> [TASKS AND EXERCISES]
• A. From the article on the 2016 Republican debate schedule, duplicate the part that opens with the words containing "A committee within" and closes with "deter such behavior.".
• B. In the article on the 2016 Republican debate schedule, condense the paragraph beginning "To give their push to control the debate process teeth" into a shorter version that retains its main facts.

> [PROVIDED PASSAGE]
↓↓↓
2016 Presidential Debate Schedule: Republicans Roll Out Dates

One of the most interesting nuggets of the schedule is that no state gets more than one sanctioned debate. | Getty
One of the most interesting nuggets of the schedule is that no state gets more than one sanctioned debate. | Getty

The Republican National Committee announced Friday that it will sanction at least nine presidential primary debates, starting this August in Ohio and continuing through March 2016, with the potential to add three more.

The schedule, obtained first by POLITICO, was rolled out at the RNC’s winter meeting here.

A committee within the RNC and top staffers have been working for nearly a year on an effort to cut the number of debates roughly in half from the 20 held during the 2012 cycle. There have been high-level conversations between party leaders and executives at the nation’s broadcast and cable channels.

To give their push to control the debate process teeth, the party announced Friday that any candidate who participates in a debate that isn’t sanctioned by the RNC will not be allowed to participate in any more sanctioned debates. A question clouding the effort has been whether media organizations and cash-strapped candidates desperate for free airtime would go forward with unofficial debates, undercutting the whole process. But the stiffness of the penalty will probably deter such behavior.
↑↑↑
(Collected data entries)
↓↓↓
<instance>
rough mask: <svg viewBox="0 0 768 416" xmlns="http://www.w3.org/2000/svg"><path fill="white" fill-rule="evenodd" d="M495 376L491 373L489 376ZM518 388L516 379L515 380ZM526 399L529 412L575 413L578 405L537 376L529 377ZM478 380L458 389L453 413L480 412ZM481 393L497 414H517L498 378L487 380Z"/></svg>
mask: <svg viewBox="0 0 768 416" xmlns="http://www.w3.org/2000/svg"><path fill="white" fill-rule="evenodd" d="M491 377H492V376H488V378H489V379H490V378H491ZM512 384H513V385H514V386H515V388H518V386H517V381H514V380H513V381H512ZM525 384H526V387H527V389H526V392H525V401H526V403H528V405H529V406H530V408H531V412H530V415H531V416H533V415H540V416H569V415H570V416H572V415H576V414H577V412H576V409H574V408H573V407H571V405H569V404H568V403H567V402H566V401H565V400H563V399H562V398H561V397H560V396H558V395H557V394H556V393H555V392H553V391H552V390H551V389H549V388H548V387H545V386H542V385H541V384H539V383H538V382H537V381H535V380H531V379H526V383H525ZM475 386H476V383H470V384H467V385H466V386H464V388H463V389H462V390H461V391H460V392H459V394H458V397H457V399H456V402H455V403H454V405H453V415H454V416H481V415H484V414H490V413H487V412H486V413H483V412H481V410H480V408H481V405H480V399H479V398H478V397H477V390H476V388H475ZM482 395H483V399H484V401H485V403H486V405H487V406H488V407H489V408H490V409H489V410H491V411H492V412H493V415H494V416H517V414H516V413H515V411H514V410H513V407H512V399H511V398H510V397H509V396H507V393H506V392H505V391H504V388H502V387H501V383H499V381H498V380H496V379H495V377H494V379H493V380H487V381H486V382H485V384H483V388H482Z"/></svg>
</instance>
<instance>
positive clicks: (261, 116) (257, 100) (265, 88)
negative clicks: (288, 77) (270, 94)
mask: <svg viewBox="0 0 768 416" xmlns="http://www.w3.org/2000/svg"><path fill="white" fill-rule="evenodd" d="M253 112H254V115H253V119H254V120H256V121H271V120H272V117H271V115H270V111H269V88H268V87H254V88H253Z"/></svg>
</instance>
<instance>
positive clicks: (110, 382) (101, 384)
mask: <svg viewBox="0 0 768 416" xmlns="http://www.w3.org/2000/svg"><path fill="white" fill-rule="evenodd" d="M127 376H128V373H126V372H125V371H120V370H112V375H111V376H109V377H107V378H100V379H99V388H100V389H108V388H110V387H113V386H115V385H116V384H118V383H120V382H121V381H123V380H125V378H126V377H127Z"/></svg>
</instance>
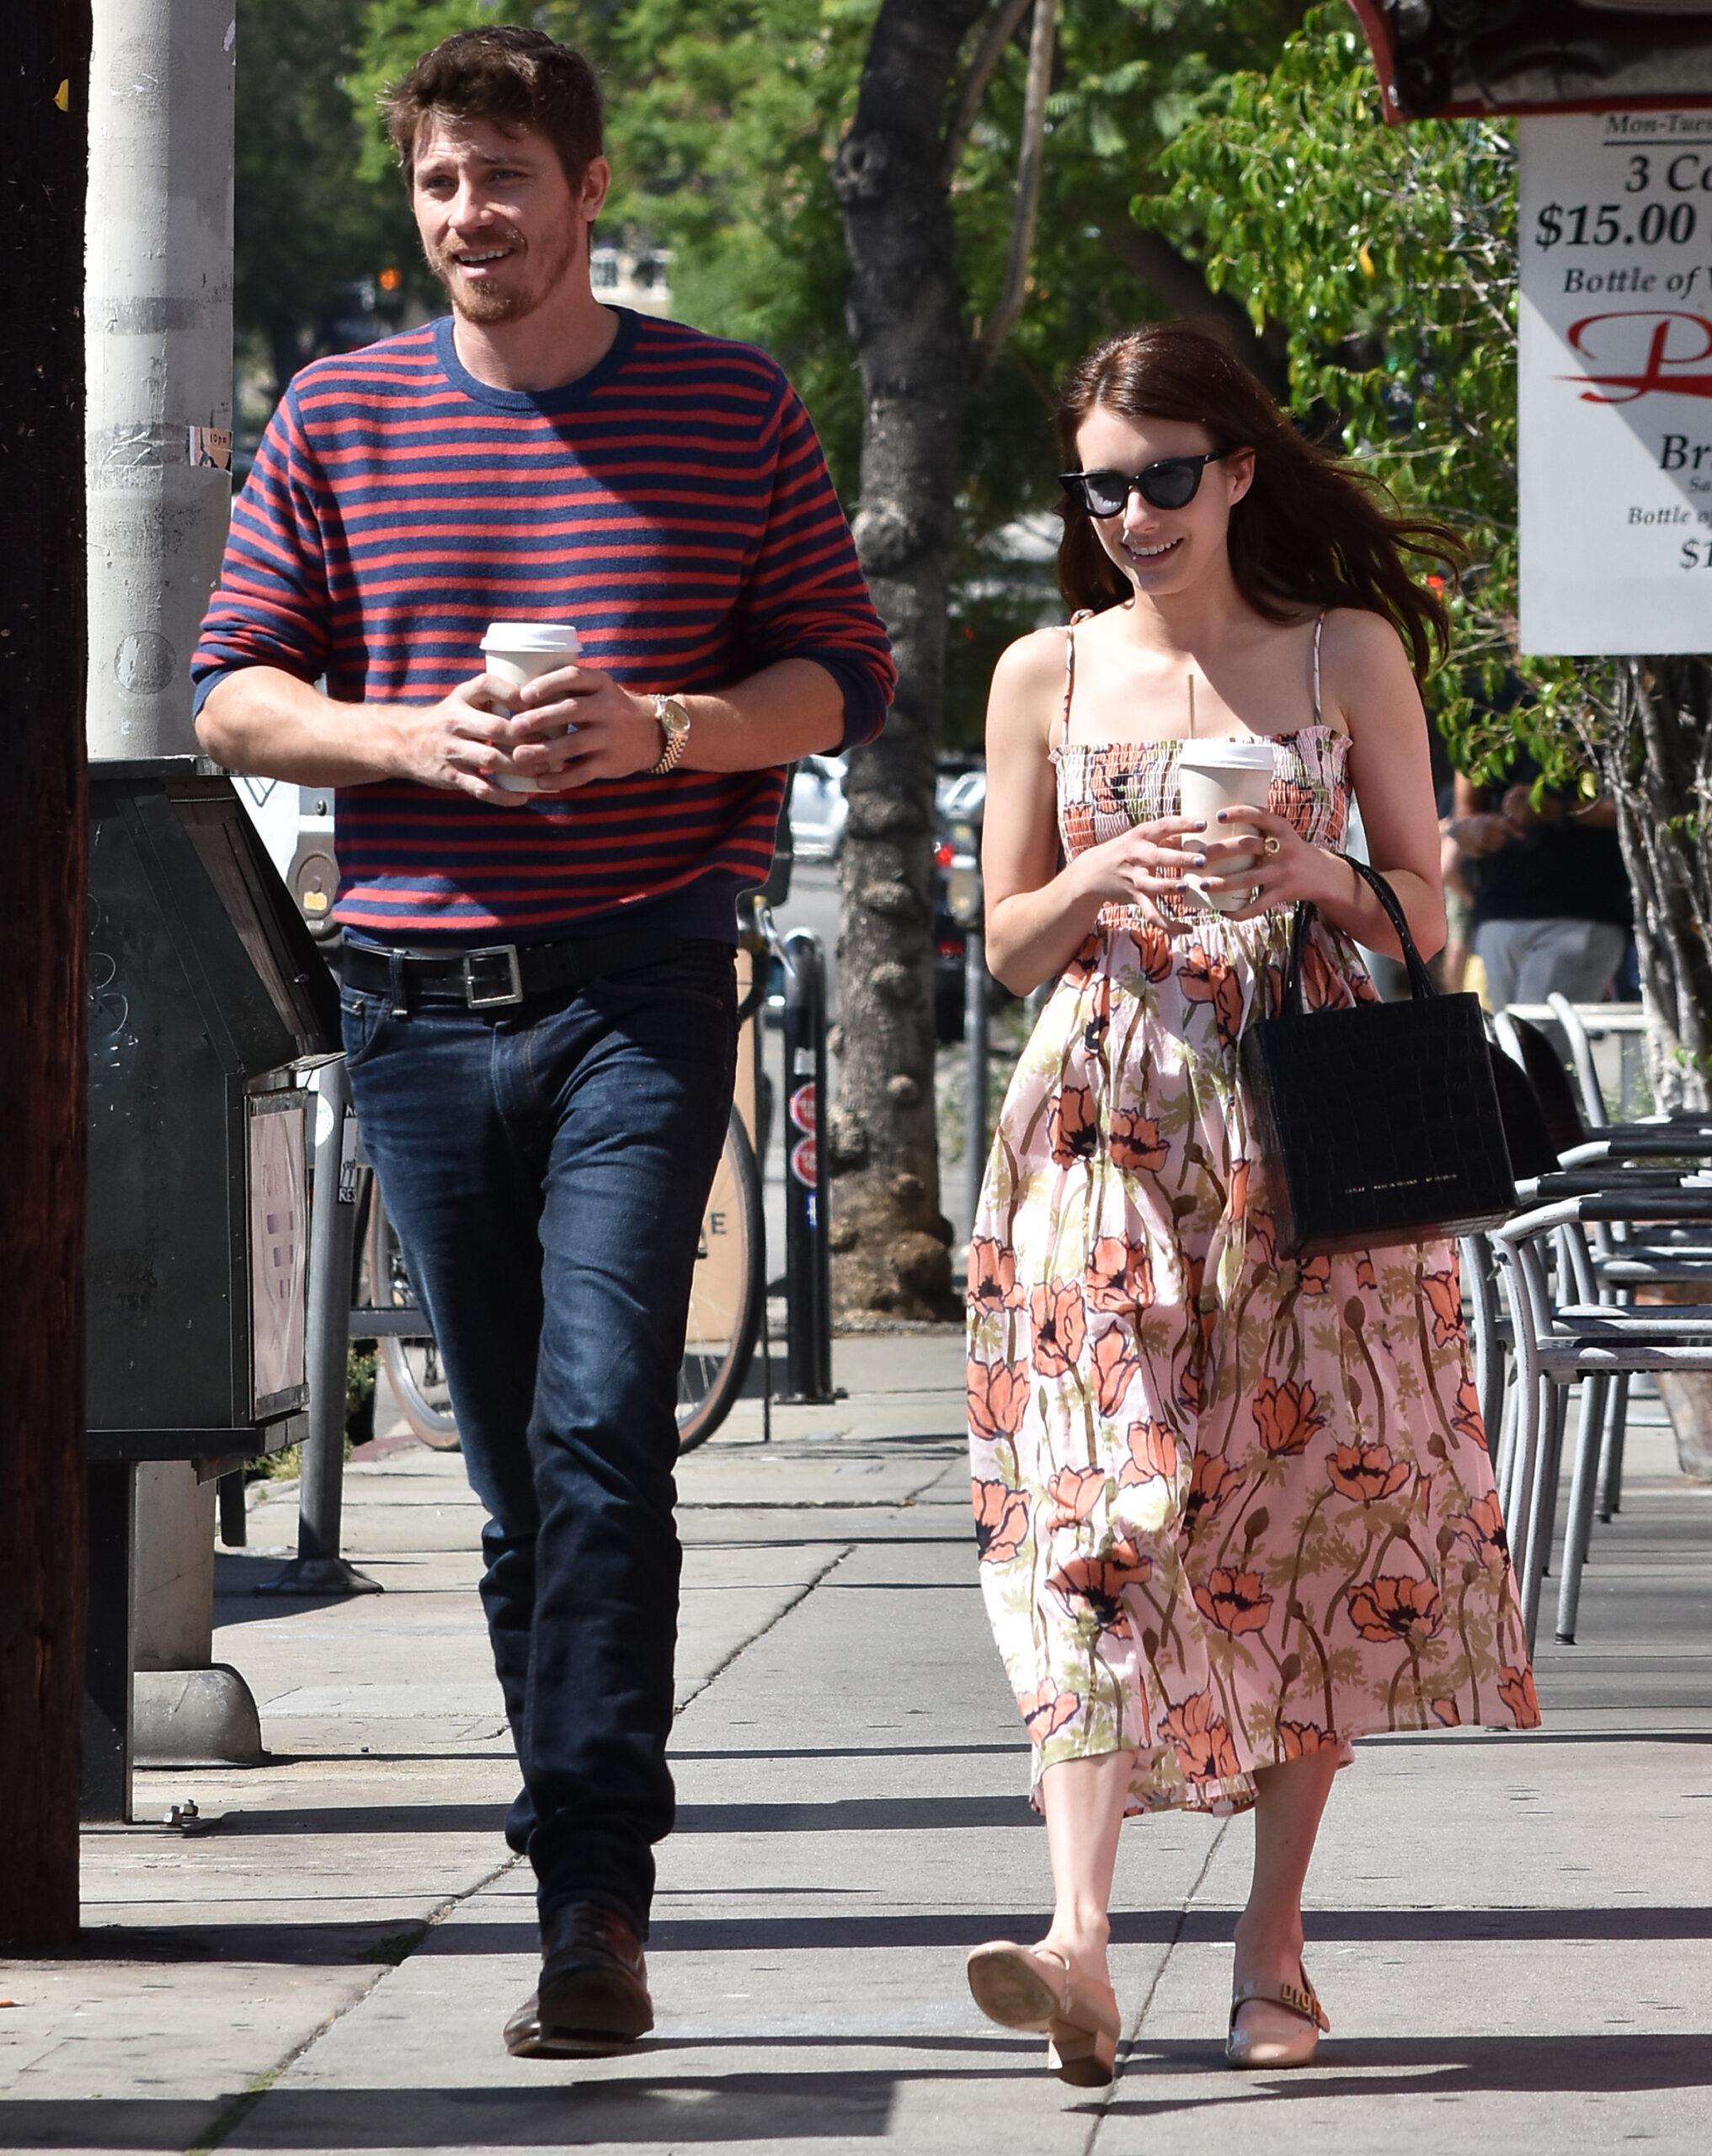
↑↑↑
> [TASK-BY-TASK OUTPUTS]
• A.
A committee within the RNC and top staffers have been working for nearly a year on an effort to cut the number of debates roughly in half from the 20 held during the 2012 cycle. There have been high-level conversations between party leaders and executives at the nation’s broadcast and cable channels.

To give their push to control the debate process teeth, the party announced Friday that any candidate who participates in a debate that isn’t sanctioned by the RNC will not be allowed to participate in any more sanctioned debates. A question clouding the effort has been whether media organizations and cash-strapped candidates desperate for free airtime would go forward with unofficial debates, undercutting the whole process. But the stiffness of the penalty will probably deter such behavior.

• B. On Friday, the party announced that any candidate who joins a debate not sanctioned by the RNC will be barred from all further sanctioned debates, a rule meant to strengthen its control of the debate process. It had been uncertain whether media organizations and cash-strapped candidates seeking free airtime would hold unofficial debates and undercut the process, but the severity of the penalty will probably deter them.